Task item =>
Each of the lines below must be retyped character for character.

Record extracts =>
· · · · · · ·
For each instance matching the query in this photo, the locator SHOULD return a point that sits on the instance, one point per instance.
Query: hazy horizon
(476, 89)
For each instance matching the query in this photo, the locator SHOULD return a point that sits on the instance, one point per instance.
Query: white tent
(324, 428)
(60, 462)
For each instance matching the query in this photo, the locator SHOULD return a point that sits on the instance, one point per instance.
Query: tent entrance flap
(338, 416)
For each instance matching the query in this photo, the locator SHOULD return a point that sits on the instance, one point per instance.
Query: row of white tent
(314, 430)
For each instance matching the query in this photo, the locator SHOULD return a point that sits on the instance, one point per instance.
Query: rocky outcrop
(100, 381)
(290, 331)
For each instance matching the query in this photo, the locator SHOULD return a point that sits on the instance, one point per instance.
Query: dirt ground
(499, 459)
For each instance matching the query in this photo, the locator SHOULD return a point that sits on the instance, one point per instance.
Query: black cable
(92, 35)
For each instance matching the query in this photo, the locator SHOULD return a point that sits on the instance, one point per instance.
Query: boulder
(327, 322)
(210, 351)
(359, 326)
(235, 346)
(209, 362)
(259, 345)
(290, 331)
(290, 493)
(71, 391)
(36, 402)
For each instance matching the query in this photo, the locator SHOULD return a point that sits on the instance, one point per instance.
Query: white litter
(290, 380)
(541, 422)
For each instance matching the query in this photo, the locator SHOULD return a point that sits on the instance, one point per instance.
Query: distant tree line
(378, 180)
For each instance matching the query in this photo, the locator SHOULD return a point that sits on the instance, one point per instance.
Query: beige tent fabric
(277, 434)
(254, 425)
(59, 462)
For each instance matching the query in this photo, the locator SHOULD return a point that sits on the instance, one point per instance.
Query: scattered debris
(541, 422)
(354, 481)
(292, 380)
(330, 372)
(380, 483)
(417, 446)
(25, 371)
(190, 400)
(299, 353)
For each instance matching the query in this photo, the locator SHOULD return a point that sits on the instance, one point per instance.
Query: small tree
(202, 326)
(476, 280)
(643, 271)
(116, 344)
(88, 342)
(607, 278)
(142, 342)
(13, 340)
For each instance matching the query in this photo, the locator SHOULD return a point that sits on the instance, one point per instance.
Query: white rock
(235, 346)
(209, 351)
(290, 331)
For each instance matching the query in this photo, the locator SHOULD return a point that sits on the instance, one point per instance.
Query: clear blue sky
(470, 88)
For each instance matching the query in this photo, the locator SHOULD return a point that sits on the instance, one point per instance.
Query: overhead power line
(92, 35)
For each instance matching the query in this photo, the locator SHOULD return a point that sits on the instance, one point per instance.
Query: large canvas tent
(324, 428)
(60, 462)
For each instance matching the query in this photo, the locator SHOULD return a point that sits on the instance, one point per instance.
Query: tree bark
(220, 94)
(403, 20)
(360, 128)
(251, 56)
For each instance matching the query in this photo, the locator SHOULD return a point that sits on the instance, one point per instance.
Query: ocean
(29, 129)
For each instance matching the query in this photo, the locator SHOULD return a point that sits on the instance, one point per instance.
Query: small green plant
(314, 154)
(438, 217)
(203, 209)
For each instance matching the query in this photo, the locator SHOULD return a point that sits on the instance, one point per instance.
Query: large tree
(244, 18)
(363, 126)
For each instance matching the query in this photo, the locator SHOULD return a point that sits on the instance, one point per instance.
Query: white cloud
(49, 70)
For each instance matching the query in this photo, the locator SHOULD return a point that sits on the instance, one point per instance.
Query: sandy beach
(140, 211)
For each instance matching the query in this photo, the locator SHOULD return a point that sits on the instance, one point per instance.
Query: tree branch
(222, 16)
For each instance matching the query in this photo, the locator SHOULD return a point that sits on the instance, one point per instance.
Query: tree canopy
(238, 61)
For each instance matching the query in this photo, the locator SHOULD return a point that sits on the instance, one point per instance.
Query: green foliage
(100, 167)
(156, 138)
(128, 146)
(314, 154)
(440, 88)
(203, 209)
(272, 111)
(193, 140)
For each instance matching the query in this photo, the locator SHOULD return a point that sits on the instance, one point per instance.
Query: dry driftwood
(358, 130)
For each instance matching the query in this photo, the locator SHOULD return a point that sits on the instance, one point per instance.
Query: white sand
· · · · · · ·
Answer for this exercise =>
For each instance matching the query in this photo, the locator SHOULD return a point that sits on the instance, one point per instance.
Query: hazy horizon
(476, 89)
For each instance matching the query in this photo, the locator SHOULD return a point that sits on the instance, one point per instance.
Query: white tent
(324, 428)
(60, 462)
For each instance matching the query in this photo, the locator SHOULD return a point that sits on the instance, one point per instance.
Query: tent entrance flap
(338, 416)
For each instance matching the query in this photo, the locator SHOULD return a point that sits on the instance, one point per instance.
Query: row of white tent
(314, 430)
For each instance matching the query in this photo, the locator SHOULD return a point that sits on the instance, one point per instance.
Query: rocky outcrop
(100, 381)
(290, 331)
For each instance matching the query in this photo, the locator SHOULD return a point that sits on the instance, one point per instance.
Query: dirt ground
(499, 459)
For each instance matching the query in this photo, the locator SHOULD return a point that sits on the instance, one point per instance.
Query: black cable
(92, 35)
For each instance matching the query in this photo, the locator SHOULD return a point that sits on the instance, one point per instance.
Query: boulder
(327, 322)
(210, 351)
(359, 326)
(235, 346)
(209, 362)
(259, 345)
(290, 331)
(290, 493)
(71, 391)
(36, 402)
For each instance matching the query in this photo, the locator SHOULD return a point that sits on the instance, one point per instance.
Query: white litter
(290, 380)
(541, 422)
For each instance matching the query in this photo, the locator SHOULD return a point that sits on the instance, one point per instance.
Query: distant tree line
(378, 180)
For each instance matching the query in this photo, the locator SHOULD return a point that sits on the instance, one point per instance.
Query: beige tent fabric
(277, 434)
(254, 425)
(59, 462)
For each instance matching the query in this photo, the locator SHOULD return a point that sits on the instance, one point per instance.
Query: scattered debris
(541, 422)
(354, 481)
(292, 380)
(330, 372)
(380, 483)
(417, 446)
(25, 371)
(190, 400)
(299, 353)
For each instance matching the query in this photo, the locator SHOULD return a point that sits on the instance, one point per instance.
Query: small tree
(202, 326)
(476, 280)
(643, 271)
(116, 344)
(88, 342)
(607, 278)
(142, 342)
(13, 340)
For each instance matching the query in this photo, the locator SHOULD return a point that sits on the instance, one point per instance.
Query: white rock
(235, 346)
(209, 351)
(290, 331)
For each instance matching the query in this photo, the locator SHOULD return a point that sits on the instance, one point per instance.
Query: clear blue sky
(470, 88)
For each instance matching the query in this photo, the locator SHOULD return a point that sits on the instance, one point per instance.
Query: overhead power line
(92, 35)
For each instance matching the query in this photo, the locator SHOULD return a point that sits on the instance, one point per instance.
Query: large canvas tent
(324, 428)
(60, 462)
For each instance matching the query in this photo, the locator SHOULD return a point that sits on the instance, one point per instance.
Query: tree bark
(220, 94)
(403, 20)
(360, 128)
(251, 56)
For each instance matching the query in this photo, the locator SHOULD return a point that sits on the instance, one point per instance.
Query: ocean
(29, 129)
For each instance matching the query in this photo, the locator SHOULD return a point that sits on the instance, one point per instance.
Query: small green plant
(314, 154)
(438, 217)
(203, 209)
For each instance matching the query in this photo, the locator SHOULD return a point that sits on the instance, one point per instance.
Query: large tree
(244, 18)
(363, 126)
For each instance matching the query in this photo, the locator SHOULD return a point that sits on the instance, one point per instance.
Query: white cloud
(49, 70)
For each instance matching the query in this photo, the locator SHOULD return a point that sits on the instance, one point per instance.
Query: sandy beach
(140, 211)
For each instance matching the query in this photo, the locator SHOULD return a point that sits on the instance, one point per instance.
Query: tree branch
(222, 16)
For each instance matching the query in this photo, the locator SHOULD return a point that sits on the instance, one point per instance.
Query: tree canopy
(238, 61)
For each instance matching the query in this photo, the locator SHOULD return a point that sits on the instance, one point per instance.
Query: green foliage
(100, 167)
(156, 138)
(128, 146)
(314, 154)
(440, 88)
(203, 209)
(272, 111)
(193, 140)
For each instance matching the query in this photo, the locator SHOULD return a point that sits on the instance, one point per instance.
Query: dry driftwood
(358, 130)
For each instance matching the query in this photo, the locator SHOULD return a point that sits on the instance, one point per instance.
Query: white sand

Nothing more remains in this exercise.